▶ [Exercise details] Scan the entries below for the string "white" and copy every line where it turns up.

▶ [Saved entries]

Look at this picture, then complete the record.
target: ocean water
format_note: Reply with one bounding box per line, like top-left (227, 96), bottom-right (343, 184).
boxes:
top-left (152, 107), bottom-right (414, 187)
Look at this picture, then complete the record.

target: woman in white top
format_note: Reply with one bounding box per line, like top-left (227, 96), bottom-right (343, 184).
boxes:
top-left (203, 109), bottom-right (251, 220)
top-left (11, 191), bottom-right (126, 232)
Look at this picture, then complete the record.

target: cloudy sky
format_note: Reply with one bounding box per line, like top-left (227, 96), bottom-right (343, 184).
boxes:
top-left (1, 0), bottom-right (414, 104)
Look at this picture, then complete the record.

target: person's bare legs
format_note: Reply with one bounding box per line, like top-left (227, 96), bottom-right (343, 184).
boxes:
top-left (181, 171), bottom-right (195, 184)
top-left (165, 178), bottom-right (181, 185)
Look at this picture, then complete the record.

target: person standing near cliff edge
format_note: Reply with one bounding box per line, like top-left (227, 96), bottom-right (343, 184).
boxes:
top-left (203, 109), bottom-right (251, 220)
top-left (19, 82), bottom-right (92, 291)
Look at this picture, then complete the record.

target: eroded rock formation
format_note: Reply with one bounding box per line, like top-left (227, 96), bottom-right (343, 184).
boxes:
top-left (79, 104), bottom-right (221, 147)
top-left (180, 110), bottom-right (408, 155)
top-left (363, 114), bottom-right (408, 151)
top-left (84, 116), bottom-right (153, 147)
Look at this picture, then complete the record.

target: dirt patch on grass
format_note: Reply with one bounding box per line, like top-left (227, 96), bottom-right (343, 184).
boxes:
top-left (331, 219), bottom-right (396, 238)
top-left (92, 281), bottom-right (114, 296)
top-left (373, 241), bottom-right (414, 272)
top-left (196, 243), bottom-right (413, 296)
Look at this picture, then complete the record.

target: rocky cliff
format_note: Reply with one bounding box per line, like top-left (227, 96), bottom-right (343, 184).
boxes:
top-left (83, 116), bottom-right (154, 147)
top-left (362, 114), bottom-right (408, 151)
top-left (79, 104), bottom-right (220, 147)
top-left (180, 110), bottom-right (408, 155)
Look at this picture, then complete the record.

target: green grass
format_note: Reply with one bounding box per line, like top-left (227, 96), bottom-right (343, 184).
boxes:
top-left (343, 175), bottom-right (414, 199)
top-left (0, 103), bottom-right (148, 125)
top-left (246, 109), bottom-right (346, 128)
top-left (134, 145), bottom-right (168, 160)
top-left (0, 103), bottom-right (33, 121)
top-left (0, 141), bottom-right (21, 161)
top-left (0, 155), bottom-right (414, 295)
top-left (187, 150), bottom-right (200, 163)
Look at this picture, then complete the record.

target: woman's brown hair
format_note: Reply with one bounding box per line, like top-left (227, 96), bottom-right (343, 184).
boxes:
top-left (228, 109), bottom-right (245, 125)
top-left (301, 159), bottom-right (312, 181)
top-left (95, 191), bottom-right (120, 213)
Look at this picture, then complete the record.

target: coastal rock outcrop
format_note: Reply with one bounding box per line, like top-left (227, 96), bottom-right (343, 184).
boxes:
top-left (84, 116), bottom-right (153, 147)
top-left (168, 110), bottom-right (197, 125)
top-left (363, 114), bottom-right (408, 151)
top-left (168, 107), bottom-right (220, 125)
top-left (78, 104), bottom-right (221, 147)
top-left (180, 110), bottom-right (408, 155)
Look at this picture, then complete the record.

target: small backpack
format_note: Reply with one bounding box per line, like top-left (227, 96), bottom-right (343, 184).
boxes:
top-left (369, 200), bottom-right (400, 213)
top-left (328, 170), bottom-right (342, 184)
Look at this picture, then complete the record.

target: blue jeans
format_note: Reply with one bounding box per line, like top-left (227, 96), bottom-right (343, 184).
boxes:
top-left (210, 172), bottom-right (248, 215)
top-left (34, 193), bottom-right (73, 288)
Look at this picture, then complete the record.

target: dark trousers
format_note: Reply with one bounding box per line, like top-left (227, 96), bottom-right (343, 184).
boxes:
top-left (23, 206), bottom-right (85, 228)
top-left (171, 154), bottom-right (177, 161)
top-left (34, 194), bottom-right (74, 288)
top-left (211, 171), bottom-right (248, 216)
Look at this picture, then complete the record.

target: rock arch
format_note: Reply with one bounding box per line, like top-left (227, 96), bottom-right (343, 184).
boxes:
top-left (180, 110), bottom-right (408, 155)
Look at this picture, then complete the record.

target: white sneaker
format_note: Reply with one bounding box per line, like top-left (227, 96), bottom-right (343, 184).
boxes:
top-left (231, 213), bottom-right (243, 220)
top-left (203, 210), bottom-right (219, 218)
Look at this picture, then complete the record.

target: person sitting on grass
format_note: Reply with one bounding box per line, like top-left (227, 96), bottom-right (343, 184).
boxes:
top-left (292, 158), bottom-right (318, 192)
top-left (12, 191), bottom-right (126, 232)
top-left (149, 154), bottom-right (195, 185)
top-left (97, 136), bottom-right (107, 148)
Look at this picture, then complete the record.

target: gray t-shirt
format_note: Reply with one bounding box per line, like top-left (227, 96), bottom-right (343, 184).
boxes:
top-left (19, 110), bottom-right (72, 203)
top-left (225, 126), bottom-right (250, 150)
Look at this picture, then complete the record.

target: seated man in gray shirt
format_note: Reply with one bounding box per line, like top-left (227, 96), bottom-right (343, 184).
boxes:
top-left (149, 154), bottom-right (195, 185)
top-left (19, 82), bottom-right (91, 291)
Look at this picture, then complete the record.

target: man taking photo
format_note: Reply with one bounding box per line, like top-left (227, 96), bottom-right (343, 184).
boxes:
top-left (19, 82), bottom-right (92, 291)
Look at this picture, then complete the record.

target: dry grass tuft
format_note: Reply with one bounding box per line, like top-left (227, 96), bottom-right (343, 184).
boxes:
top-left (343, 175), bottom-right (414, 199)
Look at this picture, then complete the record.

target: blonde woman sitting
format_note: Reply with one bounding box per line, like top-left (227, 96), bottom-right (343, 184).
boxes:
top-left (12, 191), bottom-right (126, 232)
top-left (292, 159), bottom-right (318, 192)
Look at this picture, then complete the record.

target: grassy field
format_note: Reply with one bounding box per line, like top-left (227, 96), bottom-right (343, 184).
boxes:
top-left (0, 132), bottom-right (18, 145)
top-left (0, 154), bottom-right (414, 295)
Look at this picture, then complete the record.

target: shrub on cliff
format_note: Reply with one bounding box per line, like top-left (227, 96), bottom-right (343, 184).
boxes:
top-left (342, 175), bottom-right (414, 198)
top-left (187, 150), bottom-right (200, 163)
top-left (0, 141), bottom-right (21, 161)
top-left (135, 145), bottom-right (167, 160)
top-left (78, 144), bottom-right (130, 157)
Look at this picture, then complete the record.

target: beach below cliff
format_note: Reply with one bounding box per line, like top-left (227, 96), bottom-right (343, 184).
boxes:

▶ [Your response]
target: woman in white top
target: white sneaker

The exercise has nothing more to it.